Objective
Find every line in the data below that contains the string "trouser", treating uppercase and lowercase as different, and copy each of those lines.

[Excerpts from a pointing dataset]
>>
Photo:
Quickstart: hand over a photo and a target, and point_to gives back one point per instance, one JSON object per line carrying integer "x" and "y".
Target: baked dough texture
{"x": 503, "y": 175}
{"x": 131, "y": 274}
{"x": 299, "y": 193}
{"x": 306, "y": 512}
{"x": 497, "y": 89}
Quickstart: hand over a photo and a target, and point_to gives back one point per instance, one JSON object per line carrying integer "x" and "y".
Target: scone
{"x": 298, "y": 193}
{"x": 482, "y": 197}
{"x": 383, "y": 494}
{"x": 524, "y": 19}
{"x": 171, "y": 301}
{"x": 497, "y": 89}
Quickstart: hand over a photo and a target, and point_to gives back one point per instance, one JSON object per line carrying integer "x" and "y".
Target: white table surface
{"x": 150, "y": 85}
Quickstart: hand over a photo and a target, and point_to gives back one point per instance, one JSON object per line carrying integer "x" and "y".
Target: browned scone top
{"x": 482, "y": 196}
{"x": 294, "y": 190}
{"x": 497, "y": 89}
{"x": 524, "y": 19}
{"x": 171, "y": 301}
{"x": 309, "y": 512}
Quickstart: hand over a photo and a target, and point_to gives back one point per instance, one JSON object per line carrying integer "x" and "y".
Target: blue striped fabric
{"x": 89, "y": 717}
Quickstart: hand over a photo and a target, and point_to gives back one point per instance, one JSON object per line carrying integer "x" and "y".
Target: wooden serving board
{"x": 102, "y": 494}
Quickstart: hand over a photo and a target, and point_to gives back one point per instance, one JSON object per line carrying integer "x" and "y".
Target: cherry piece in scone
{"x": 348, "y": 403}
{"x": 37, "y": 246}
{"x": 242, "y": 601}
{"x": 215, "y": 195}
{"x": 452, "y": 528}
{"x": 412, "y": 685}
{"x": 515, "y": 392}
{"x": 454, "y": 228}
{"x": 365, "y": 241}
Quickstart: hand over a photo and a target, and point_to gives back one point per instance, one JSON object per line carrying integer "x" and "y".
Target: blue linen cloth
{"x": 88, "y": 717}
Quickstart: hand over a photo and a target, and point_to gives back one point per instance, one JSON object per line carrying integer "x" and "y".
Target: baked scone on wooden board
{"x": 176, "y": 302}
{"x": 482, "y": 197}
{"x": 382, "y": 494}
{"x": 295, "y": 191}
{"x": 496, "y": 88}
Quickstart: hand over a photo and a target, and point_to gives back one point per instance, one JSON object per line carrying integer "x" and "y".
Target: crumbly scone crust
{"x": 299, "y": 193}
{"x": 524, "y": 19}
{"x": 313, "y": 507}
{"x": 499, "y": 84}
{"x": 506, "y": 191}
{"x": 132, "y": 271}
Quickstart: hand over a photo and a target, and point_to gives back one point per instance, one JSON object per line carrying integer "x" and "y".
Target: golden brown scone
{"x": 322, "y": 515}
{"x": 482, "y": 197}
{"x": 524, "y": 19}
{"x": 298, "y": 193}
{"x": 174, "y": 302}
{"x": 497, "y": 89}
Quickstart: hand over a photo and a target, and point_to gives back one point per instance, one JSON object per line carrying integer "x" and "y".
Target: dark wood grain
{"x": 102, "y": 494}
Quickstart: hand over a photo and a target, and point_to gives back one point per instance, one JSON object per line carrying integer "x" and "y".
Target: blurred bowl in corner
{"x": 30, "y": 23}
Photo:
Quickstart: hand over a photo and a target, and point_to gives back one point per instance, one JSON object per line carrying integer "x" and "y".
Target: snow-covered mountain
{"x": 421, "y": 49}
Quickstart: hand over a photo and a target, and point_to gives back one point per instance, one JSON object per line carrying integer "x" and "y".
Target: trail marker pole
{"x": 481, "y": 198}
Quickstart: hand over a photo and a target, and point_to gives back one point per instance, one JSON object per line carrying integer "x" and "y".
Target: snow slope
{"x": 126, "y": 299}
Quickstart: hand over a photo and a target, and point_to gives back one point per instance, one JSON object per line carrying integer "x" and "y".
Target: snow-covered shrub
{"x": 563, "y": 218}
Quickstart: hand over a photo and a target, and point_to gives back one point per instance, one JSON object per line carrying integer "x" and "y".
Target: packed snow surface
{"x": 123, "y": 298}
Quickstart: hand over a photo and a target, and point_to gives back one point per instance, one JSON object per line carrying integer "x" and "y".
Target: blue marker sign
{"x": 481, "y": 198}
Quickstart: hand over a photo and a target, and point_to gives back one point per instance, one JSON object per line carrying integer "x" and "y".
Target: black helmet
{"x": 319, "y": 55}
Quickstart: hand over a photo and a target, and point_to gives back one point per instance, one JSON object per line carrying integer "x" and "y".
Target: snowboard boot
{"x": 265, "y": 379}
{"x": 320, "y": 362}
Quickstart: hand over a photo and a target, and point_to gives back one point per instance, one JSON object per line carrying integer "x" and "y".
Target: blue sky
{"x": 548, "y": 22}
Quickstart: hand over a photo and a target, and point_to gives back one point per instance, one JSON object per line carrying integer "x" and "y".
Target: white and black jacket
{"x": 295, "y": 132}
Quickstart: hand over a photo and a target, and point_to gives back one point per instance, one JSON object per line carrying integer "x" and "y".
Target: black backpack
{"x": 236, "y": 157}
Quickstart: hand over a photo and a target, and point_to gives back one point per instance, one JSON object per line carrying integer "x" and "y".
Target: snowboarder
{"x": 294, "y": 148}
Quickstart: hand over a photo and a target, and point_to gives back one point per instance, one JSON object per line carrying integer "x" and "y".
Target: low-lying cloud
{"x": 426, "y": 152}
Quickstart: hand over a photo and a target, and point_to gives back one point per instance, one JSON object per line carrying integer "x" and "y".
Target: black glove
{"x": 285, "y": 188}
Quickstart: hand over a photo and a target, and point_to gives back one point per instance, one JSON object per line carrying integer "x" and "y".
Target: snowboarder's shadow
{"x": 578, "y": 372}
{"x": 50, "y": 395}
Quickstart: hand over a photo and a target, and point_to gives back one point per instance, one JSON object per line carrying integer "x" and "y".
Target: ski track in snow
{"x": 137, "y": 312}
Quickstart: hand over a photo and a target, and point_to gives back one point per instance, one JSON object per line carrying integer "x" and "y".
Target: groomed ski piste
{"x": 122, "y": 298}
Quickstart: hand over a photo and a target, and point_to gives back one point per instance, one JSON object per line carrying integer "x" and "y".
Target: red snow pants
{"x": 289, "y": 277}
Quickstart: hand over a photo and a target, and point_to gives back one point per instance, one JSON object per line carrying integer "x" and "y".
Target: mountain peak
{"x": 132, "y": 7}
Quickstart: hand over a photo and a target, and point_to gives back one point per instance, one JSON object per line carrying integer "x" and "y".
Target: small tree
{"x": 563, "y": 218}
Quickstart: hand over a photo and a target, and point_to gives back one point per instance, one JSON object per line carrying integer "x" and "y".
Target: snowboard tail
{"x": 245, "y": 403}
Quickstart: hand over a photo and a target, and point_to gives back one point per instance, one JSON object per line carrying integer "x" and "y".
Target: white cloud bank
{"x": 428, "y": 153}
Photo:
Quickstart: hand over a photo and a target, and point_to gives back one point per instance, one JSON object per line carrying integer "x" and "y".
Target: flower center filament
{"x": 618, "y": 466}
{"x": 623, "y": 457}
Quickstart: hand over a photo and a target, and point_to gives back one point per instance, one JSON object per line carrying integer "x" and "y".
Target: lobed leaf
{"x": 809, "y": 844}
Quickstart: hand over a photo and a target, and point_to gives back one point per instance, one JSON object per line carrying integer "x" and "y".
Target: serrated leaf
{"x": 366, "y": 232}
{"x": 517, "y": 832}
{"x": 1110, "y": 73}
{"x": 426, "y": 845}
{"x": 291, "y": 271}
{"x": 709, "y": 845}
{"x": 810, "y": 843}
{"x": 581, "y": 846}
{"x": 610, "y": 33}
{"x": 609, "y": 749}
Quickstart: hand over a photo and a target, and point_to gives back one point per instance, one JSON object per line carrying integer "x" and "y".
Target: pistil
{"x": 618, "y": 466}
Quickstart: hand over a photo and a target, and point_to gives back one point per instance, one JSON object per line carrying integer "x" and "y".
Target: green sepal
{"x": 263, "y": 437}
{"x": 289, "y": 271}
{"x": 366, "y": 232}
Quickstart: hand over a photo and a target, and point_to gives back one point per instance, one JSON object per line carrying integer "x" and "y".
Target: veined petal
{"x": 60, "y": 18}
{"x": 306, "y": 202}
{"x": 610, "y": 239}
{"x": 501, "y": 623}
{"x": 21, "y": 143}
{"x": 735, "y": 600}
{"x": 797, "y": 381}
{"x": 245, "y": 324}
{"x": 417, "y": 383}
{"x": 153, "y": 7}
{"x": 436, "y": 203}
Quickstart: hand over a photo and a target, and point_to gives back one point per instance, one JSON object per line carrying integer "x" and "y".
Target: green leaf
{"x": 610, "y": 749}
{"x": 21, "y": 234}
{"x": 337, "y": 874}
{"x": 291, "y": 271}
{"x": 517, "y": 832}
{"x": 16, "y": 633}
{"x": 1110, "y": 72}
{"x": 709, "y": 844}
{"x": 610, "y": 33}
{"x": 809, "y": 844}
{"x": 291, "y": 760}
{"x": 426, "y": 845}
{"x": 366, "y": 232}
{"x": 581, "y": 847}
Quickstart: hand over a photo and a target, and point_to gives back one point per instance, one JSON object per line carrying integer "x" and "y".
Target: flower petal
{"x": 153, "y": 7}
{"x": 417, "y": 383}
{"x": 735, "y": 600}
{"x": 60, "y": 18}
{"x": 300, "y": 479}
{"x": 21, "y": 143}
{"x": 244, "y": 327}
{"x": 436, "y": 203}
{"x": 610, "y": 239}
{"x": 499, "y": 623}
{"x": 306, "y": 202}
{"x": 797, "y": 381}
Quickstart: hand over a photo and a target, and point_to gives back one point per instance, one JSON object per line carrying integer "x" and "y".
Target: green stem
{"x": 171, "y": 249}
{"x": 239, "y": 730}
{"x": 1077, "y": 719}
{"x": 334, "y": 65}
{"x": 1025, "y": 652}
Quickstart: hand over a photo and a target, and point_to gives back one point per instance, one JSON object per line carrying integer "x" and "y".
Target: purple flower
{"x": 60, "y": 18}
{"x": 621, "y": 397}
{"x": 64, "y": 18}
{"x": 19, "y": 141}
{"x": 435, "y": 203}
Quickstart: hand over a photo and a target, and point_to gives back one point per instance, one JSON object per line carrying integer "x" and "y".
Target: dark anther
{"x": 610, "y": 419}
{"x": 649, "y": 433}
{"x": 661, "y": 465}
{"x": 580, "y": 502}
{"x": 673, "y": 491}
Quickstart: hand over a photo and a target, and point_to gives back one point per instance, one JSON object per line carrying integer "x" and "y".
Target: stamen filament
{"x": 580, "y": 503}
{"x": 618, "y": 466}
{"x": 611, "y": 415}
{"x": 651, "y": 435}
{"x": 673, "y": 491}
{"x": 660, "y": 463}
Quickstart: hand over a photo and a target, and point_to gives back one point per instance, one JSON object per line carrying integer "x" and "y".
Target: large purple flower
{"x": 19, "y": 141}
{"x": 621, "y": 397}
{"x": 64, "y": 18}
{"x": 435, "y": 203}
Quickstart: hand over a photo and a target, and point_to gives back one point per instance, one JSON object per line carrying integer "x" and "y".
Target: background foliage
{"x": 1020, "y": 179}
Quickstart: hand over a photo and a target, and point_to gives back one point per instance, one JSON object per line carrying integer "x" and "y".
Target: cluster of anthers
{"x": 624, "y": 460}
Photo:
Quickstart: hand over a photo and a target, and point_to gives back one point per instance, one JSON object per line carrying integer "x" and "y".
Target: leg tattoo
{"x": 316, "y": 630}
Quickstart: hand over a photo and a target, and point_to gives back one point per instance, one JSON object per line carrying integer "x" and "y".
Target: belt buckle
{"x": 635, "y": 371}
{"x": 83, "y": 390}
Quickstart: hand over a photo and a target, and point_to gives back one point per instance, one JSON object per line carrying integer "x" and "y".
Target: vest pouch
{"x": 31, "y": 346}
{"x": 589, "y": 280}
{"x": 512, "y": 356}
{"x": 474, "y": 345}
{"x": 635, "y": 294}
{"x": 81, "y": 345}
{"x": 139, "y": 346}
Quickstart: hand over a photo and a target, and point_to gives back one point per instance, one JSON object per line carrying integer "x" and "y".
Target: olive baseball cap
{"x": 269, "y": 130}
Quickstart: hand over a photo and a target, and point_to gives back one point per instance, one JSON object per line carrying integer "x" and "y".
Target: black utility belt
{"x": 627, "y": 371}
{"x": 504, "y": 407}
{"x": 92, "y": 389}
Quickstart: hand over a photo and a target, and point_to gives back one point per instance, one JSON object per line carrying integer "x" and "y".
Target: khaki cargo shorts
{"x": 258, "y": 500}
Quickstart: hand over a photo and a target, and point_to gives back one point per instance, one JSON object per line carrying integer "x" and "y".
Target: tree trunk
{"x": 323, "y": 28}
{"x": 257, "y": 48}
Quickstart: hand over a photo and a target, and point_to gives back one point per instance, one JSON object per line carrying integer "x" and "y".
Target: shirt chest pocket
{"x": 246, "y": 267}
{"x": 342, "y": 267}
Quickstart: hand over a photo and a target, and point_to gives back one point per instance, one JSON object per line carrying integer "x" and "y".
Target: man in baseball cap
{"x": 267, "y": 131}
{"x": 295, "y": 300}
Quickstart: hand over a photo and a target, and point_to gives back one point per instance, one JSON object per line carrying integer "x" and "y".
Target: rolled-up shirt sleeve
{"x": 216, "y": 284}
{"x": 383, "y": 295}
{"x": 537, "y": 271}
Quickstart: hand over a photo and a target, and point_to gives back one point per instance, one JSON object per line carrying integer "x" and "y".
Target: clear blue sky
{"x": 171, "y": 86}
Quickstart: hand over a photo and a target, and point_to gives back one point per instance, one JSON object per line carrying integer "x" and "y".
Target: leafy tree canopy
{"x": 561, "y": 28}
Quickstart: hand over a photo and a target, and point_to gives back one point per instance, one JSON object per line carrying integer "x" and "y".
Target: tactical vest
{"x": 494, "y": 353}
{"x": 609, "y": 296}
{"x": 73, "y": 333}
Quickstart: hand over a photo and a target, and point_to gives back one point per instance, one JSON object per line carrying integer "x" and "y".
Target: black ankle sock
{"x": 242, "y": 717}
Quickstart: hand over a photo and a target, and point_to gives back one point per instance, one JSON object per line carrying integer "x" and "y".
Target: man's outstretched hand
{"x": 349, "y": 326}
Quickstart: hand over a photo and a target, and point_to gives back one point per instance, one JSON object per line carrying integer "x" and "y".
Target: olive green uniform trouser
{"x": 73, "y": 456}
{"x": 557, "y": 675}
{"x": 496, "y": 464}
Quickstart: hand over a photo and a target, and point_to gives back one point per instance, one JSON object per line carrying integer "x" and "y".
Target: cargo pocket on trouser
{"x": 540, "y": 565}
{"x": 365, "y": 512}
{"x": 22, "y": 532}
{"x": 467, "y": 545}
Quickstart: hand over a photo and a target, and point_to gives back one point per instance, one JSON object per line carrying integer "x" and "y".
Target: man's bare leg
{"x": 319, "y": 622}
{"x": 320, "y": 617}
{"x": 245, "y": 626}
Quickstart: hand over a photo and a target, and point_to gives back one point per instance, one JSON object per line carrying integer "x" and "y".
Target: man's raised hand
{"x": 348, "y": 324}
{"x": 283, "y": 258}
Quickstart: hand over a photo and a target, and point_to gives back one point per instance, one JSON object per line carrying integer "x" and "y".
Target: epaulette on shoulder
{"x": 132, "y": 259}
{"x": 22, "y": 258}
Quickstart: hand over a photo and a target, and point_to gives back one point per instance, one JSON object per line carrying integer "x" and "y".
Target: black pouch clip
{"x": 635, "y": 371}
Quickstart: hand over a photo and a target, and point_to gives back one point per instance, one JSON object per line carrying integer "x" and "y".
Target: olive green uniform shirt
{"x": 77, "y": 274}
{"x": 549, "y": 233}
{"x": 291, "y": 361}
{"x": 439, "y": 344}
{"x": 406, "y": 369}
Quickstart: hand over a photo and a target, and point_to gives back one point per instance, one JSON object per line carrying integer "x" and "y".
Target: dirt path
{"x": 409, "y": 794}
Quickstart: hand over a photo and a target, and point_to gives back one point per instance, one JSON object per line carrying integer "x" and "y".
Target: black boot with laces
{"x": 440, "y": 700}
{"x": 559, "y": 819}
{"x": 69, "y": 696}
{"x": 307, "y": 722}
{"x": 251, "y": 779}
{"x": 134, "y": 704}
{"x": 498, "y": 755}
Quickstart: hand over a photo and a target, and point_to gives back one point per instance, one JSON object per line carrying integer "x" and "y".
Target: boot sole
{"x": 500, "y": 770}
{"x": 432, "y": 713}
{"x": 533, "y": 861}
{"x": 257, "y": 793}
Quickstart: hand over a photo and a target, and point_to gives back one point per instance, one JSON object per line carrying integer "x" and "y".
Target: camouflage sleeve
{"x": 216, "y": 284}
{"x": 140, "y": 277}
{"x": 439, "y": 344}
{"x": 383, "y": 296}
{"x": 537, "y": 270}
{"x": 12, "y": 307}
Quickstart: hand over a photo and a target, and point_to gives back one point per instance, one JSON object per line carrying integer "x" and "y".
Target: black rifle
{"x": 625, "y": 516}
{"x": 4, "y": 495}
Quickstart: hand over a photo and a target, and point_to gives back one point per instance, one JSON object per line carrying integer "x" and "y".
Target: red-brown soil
<<
Right answer
Target: olive green uniform trouser
Target: cargo pocket on trouser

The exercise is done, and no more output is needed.